[Dataset excerpts]

*** Block opens ***

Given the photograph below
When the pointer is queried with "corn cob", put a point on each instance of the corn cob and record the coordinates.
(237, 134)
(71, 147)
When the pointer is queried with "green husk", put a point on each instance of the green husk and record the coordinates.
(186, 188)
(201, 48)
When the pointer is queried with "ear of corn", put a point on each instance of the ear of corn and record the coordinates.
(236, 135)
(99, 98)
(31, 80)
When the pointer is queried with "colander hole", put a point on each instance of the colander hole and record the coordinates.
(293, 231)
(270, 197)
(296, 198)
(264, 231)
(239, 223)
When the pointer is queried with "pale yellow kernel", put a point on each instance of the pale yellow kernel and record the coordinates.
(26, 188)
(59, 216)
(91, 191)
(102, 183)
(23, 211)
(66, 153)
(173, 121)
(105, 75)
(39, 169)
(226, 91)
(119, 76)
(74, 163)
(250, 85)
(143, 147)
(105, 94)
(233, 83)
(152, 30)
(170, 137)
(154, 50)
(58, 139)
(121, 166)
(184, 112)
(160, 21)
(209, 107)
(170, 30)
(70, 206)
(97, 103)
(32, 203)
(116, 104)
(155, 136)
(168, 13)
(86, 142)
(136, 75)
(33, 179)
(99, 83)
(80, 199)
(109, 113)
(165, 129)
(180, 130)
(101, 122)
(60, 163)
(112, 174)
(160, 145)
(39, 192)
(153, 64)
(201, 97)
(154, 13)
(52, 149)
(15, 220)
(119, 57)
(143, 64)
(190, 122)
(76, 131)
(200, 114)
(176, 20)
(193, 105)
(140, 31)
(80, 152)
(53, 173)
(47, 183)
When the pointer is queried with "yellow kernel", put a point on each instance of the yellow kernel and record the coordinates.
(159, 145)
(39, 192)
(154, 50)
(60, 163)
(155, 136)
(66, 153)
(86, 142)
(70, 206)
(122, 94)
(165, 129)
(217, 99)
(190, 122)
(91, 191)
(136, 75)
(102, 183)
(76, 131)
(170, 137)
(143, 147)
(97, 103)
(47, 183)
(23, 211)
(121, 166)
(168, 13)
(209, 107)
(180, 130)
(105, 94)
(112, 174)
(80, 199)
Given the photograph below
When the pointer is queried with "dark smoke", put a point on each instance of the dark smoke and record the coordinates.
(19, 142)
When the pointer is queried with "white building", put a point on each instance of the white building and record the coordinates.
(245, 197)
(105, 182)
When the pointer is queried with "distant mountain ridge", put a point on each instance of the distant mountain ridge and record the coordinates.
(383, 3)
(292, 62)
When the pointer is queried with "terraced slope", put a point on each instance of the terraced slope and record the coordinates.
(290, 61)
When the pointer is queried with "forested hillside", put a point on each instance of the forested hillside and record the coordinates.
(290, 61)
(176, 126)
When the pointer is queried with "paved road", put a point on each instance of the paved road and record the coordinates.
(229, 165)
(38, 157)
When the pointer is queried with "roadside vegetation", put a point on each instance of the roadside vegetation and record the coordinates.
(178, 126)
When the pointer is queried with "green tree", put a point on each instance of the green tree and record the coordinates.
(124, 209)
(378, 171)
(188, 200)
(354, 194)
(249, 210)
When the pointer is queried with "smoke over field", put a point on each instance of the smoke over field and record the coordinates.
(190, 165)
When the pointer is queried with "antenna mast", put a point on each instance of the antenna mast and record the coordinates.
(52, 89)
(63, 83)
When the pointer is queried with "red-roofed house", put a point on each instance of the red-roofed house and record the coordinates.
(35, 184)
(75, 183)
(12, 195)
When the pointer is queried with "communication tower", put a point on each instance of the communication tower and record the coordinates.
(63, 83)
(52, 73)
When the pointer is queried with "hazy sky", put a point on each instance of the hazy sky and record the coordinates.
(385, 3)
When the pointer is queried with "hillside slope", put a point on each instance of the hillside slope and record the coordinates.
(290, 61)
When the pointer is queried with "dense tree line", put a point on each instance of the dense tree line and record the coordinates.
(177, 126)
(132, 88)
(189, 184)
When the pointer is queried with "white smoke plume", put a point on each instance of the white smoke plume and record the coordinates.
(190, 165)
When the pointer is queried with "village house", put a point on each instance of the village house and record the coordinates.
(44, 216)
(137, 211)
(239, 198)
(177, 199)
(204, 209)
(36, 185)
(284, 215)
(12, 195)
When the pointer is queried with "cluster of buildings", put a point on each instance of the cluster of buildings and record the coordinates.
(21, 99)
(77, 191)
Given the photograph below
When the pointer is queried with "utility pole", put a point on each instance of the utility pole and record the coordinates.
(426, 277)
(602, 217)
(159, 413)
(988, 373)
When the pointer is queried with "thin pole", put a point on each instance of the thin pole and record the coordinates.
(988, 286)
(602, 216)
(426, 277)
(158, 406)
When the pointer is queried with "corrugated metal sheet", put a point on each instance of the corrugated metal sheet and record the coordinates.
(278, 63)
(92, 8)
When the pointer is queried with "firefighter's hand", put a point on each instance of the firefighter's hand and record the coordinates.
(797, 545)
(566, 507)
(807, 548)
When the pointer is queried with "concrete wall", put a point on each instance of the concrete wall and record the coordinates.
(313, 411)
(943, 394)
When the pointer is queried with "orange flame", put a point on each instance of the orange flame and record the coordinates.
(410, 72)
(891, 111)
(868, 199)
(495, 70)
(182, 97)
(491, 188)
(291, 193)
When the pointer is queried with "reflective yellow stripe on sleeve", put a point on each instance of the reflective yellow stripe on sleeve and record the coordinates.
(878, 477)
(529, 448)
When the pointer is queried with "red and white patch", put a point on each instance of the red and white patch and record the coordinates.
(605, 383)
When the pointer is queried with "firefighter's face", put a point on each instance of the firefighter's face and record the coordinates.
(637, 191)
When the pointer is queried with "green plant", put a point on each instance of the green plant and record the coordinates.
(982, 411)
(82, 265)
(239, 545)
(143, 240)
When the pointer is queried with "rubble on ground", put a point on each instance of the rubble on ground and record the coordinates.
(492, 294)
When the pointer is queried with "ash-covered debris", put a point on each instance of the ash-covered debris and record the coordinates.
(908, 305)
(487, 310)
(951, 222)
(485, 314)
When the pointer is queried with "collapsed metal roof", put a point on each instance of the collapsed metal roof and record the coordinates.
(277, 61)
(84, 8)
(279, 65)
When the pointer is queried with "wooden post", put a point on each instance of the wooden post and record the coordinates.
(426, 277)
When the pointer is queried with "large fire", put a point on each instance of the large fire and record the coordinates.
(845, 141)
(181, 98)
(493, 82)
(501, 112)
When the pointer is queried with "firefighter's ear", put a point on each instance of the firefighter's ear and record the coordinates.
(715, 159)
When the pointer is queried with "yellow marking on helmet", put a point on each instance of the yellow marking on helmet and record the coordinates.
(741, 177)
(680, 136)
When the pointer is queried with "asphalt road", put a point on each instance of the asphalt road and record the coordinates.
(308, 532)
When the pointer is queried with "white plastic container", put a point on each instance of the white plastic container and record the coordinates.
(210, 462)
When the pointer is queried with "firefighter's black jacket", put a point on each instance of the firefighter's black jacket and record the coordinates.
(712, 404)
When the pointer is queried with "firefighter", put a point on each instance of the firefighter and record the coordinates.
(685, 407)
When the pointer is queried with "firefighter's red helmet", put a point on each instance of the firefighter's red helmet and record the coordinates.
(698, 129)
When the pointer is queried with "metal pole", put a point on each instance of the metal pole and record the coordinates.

*** Block closes ***

WHAT YOU WILL DO »
Set the entries above down once more, exactly as they stand.

TASK RESPONSE »
Given the photograph below
When the pointer is queried with "corn cob", put a point on each instance of the corn cob and record the coordinates.
(237, 134)
(71, 147)
When the pointer is queried with "green husk", put a point on each instance of the green husk and record the coordinates.
(186, 188)
(201, 48)
When the pointer is queried with "ear of corn", put a point on each instance of the ear of corn and record the coordinates.
(236, 135)
(99, 98)
(31, 80)
When the pointer is queried with "colander hole", put a point on each instance of the colander hole and record the coordinates.
(293, 231)
(270, 197)
(296, 198)
(264, 231)
(239, 223)
When the pointer is queried with "pale yellow kernel", put a point on each instance of the pale yellow kernel and record the coordinates.
(26, 188)
(59, 216)
(91, 191)
(102, 183)
(23, 211)
(66, 153)
(173, 121)
(105, 75)
(39, 169)
(226, 91)
(119, 76)
(74, 163)
(250, 85)
(143, 147)
(105, 94)
(233, 83)
(152, 30)
(170, 137)
(154, 50)
(58, 139)
(121, 166)
(184, 112)
(160, 21)
(209, 107)
(170, 30)
(70, 206)
(97, 103)
(32, 203)
(116, 104)
(155, 136)
(168, 13)
(86, 142)
(136, 75)
(33, 179)
(99, 83)
(80, 199)
(109, 113)
(165, 129)
(180, 130)
(101, 122)
(60, 163)
(112, 174)
(160, 145)
(39, 192)
(153, 64)
(201, 97)
(154, 13)
(52, 149)
(15, 220)
(119, 57)
(143, 64)
(190, 122)
(76, 131)
(200, 114)
(176, 20)
(193, 105)
(140, 31)
(80, 152)
(53, 173)
(47, 183)
When the pointer is queried with "yellow kernel", put a point on each instance of the yellow kernel and record the coordinates.
(159, 145)
(39, 192)
(154, 50)
(60, 163)
(155, 136)
(66, 153)
(86, 142)
(70, 206)
(122, 94)
(165, 129)
(217, 99)
(190, 122)
(91, 191)
(136, 75)
(102, 183)
(76, 131)
(170, 137)
(143, 147)
(97, 103)
(47, 183)
(23, 211)
(121, 166)
(168, 13)
(209, 107)
(180, 130)
(105, 94)
(112, 174)
(80, 199)
Given the photograph below
When the pointer is queried with "dark smoke", put a point on each instance of the dark smoke and record the coordinates.
(19, 142)
When the pointer is queried with "white building", put a point on each instance of the white building and record the coordinates.
(245, 197)
(105, 182)
When the pointer is queried with "distant mountain ridge", put a point on each instance of the distant mountain ridge and record the coordinates.
(383, 3)
(292, 62)
When the pointer is queried with "terraced slope", put a point on each instance of the terraced slope and record the coordinates.
(290, 61)
When the pointer is queried with "forested hillside", put a point on each instance of the forested hillside and record the coordinates.
(290, 61)
(176, 126)
When the pointer is queried with "paved road", put a point on each instance of the paved road and record the coordinates.
(229, 165)
(38, 157)
When the pointer is queried with "roadside vegetation", put a point on each instance of the roadside vegetation and record the coordinates.
(178, 126)
When the pointer is queried with "green tree", put a point on each instance of the green tree and record the coordinates.
(124, 209)
(378, 171)
(188, 200)
(354, 194)
(249, 210)
When the pointer is queried with "smoke over field", put a point on each instance of the smoke over field and record the coordinates.
(190, 165)
When the pointer is queried with "antenna mast", put a point on each instance of the antenna mast and record the coordinates.
(52, 89)
(63, 83)
When the pointer is queried with "red-roofed house", put a point on each instance of the red-roofed house and record the coordinates.
(35, 184)
(75, 183)
(12, 195)
When the pointer is queried with "communication tower", put a point on each instance of the communication tower and record the coordinates.
(63, 83)
(52, 73)
When the pointer is queried with "hazy sky", put a point on each instance of the hazy sky and record the coordinates.
(385, 3)
When the pointer is queried with "hillside slope", put a point on each instance of the hillside slope and record the coordinates.
(290, 61)
When the pointer is queried with "dense tree line", put a point on each instance of the dense tree line and record the coordinates.
(177, 126)
(132, 88)
(189, 184)
When the pointer is queried with "white smoke plume", put a point on each instance of the white smoke plume and record the coordinates.
(190, 165)
When the pointer is queried with "village house", put a point on each instance of the village house and record the coordinates.
(44, 216)
(137, 211)
(239, 198)
(177, 199)
(204, 209)
(36, 185)
(284, 215)
(12, 195)
When the pointer is queried with "cluster of buildings", put a point on each instance of the cluster of buildings and record the coordinates.
(21, 99)
(77, 191)
Given the photograph below
When the pointer is queried with "utility pole", put a point on each instance of the utility pole and record the coordinates.
(426, 277)
(602, 217)
(159, 413)
(988, 373)
When the pointer is queried with "thin pole", put a point on each instance of the thin pole and record the coordinates.
(988, 286)
(602, 216)
(426, 277)
(158, 406)
When the pointer is queried with "corrugated metal sheet", put a point on each instance of the corrugated metal sheet and record the coordinates.
(278, 63)
(92, 8)
When the pointer is queried with "firefighter's hand", put a point on each instance of the firefighter's hand and record the coordinates.
(797, 545)
(566, 507)
(807, 548)
When the pointer is queried with "concrete wall", put a point on each instance of the concrete wall and record the coordinates.
(313, 411)
(943, 394)
When the pointer is queried with "orange flame", put a point on each instance of the orange flame and record the coordinates.
(410, 72)
(891, 111)
(868, 199)
(495, 70)
(182, 97)
(491, 188)
(291, 193)
When the pointer is queried with "reflective yellow stripe on sleeve", put a point on each instance of the reflective yellow stripe on sleeve and record the coordinates.
(878, 477)
(529, 448)
When the pointer is queried with "red and white patch", put a point on each instance of the red and white patch and record the coordinates.
(605, 383)
When the pointer is queried with "firefighter's face", put a point on each instance of the firefighter's face and record the coordinates.
(637, 191)
When the pointer is queried with "green plant", put a point on each instance of the green plant and record the coordinates.
(982, 411)
(82, 265)
(239, 545)
(143, 240)
When the pointer is queried with "rubble on ground", put a point on each instance of the rubble on ground and record the coordinates.
(492, 294)
When the pointer is queried with "ash-covered debris", put a point on each instance of the ash-covered debris and record the coordinates.
(908, 305)
(487, 310)
(951, 222)
(485, 314)
When the pointer is queried with "collapsed metal roof", put a point on each instance of the collapsed metal roof and record the coordinates.
(277, 61)
(84, 8)
(279, 65)
When the pointer is queried with "wooden post", put a point on each instance of the wooden post and record the coordinates.
(426, 277)
When the pointer is queried with "large fire", put a point on each instance of the large fire and record the coordinates.
(845, 141)
(181, 98)
(493, 82)
(501, 112)
When the pointer is queried with "firefighter's ear", put a point on each instance of the firefighter's ear and record the coordinates.
(715, 159)
When the pointer is queried with "yellow marking on helmet", put a point on each instance of the yellow marking on helmet and record the coordinates.
(741, 177)
(680, 136)
When the pointer is queried with "asphalt road", put a point on each instance of the asphalt road and record the coordinates.
(308, 532)
When the pointer is queried with "white plastic container", put a point on each instance of the white plastic container and record the coordinates.
(210, 462)
When the pointer is queried with "firefighter's black jacket", put a point on each instance of the firefighter's black jacket and record the coordinates.
(712, 404)
When the pointer is queried with "firefighter", put a point on each instance of the firefighter and record the coordinates.
(685, 407)
When the pointer is queried with "firefighter's red helmet", put a point on each instance of the firefighter's red helmet and record the coordinates.
(698, 129)
When the pointer is queried with "metal pole", put a point on each instance of the metal pole and record the coordinates.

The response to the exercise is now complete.